Problem:
Copy out all the entries exactly.

— Start Provided data —

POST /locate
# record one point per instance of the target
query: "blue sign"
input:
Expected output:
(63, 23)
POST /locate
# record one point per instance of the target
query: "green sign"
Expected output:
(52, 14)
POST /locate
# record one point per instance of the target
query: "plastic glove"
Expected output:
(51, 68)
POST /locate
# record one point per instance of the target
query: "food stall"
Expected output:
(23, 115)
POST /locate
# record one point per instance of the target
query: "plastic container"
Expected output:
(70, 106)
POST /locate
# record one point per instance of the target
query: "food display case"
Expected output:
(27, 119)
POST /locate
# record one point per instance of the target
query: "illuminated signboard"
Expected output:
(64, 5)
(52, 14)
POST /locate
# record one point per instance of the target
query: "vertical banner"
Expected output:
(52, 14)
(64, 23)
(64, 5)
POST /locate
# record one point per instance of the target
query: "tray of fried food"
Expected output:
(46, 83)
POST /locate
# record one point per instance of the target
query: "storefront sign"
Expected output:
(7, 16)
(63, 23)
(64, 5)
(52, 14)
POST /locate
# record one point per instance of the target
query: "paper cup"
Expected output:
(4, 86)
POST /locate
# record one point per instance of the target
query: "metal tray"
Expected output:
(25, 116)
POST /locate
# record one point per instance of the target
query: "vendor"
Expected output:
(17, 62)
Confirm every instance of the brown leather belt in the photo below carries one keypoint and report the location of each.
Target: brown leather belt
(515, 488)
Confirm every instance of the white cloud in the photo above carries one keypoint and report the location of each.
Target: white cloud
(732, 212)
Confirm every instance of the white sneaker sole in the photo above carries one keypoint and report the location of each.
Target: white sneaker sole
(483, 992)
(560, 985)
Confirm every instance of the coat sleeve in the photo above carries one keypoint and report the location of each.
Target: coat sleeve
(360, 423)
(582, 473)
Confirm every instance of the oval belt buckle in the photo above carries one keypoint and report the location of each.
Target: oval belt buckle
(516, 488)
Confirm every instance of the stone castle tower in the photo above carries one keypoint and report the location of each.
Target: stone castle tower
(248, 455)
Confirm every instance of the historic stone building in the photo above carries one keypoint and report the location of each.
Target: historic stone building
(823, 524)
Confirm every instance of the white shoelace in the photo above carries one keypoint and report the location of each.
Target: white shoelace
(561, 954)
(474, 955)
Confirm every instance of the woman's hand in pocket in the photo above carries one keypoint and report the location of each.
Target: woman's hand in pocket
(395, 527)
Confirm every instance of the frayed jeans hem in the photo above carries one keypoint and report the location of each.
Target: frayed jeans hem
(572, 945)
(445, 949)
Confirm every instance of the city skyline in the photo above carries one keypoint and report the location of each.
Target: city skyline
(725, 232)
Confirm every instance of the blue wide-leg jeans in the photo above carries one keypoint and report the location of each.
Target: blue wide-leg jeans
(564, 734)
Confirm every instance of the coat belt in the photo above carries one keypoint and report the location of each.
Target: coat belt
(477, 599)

— End Provided data —

Finished task:
POST /locate
# record one point per instance of the target
query: "blue sign"
input:
Expected output:
(63, 23)
POST /locate
# record one point per instance of the target
query: "green sign"
Expected output:
(52, 14)
POST /locate
# record one point per instance of the target
query: "plastic glove"
Expected output:
(51, 68)
POST /locate
# record one point per instance of the target
query: "food stall"
Expected output:
(23, 115)
POST /locate
# record one point per instance of the target
query: "plastic container"
Expected output:
(70, 106)
POST /locate
# record one point per instance of the target
query: "food display case"
Expected output:
(27, 119)
POST /locate
# record one point per instance of the target
query: "illuminated signboard"
Expected output:
(64, 5)
(52, 14)
POST /locate
# record one point per instance of the target
query: "vertical banner"
Expected output:
(52, 14)
(64, 23)
(64, 5)
POST /locate
# record one point per instance of the target
query: "tray of fried food"
Expected output:
(46, 83)
POST /locate
# record one point per instance of the target
query: "storefront sign"
Expected output:
(7, 16)
(63, 23)
(64, 5)
(52, 14)
POST /locate
# record one point per instance of the target
query: "paper cup"
Expected output:
(4, 86)
POST /locate
# record one point per instance of the target
query: "metal tray"
Expected output:
(25, 116)
POST /locate
# record one point per instance of the target
query: "vendor"
Expected output:
(17, 62)
Confirm every instance of the brown leather belt in the photo below carries one keypoint and report the location of each.
Target: brown leather belt
(515, 488)
Confirm every instance of the white cloud in the photo above carries one keypoint and report the location of each.
Target: white cloud
(732, 212)
Confirm every instance of the white sneaker sole in the photo above carries one keypoint and report the location of each.
Target: white sneaker sole
(483, 992)
(560, 985)
Confirm every instance of the coat sleeve in the photo above carries one keypoint and report the location of each.
Target: coat sleeve
(360, 423)
(582, 473)
Confirm every instance of the oval belt buckle in the photo above carries one keypoint and report the location of each.
Target: oval belt buckle
(516, 488)
Confirm every instance of the stone castle tower in the photo above carries one keypoint and report the location of each.
Target: stone castle tower
(248, 455)
Confirm every instance of the historic stone building in the photo above carries one keypoint and report the location of each.
Target: historic stone building
(823, 524)
Confirm every instance of the white shoelace in the photo above carries one keypoint and report the location of each.
Target: white shoelace
(561, 954)
(474, 955)
Confirm every instance of the woman's hand in pocket in the photo above carries one keypoint and report the location of each.
Target: woman's hand in pocket
(395, 527)
Confirm every instance of the frayed jeans hem in the photo above carries one keypoint and report the location of each.
Target: frayed jeans hem
(572, 945)
(445, 949)
Confirm every instance of the city skyline in the photo above carries one keypoint and report the location of each.
Target: city skyline
(725, 232)
Confirm every instance of the blue wide-leg jeans in the photo above carries one keypoint and report the location of each.
Target: blue wide-leg jeans
(564, 734)
Confirm every instance of the coat belt in the photo above carries one keypoint and report the location of each.
Target: coat belt
(477, 599)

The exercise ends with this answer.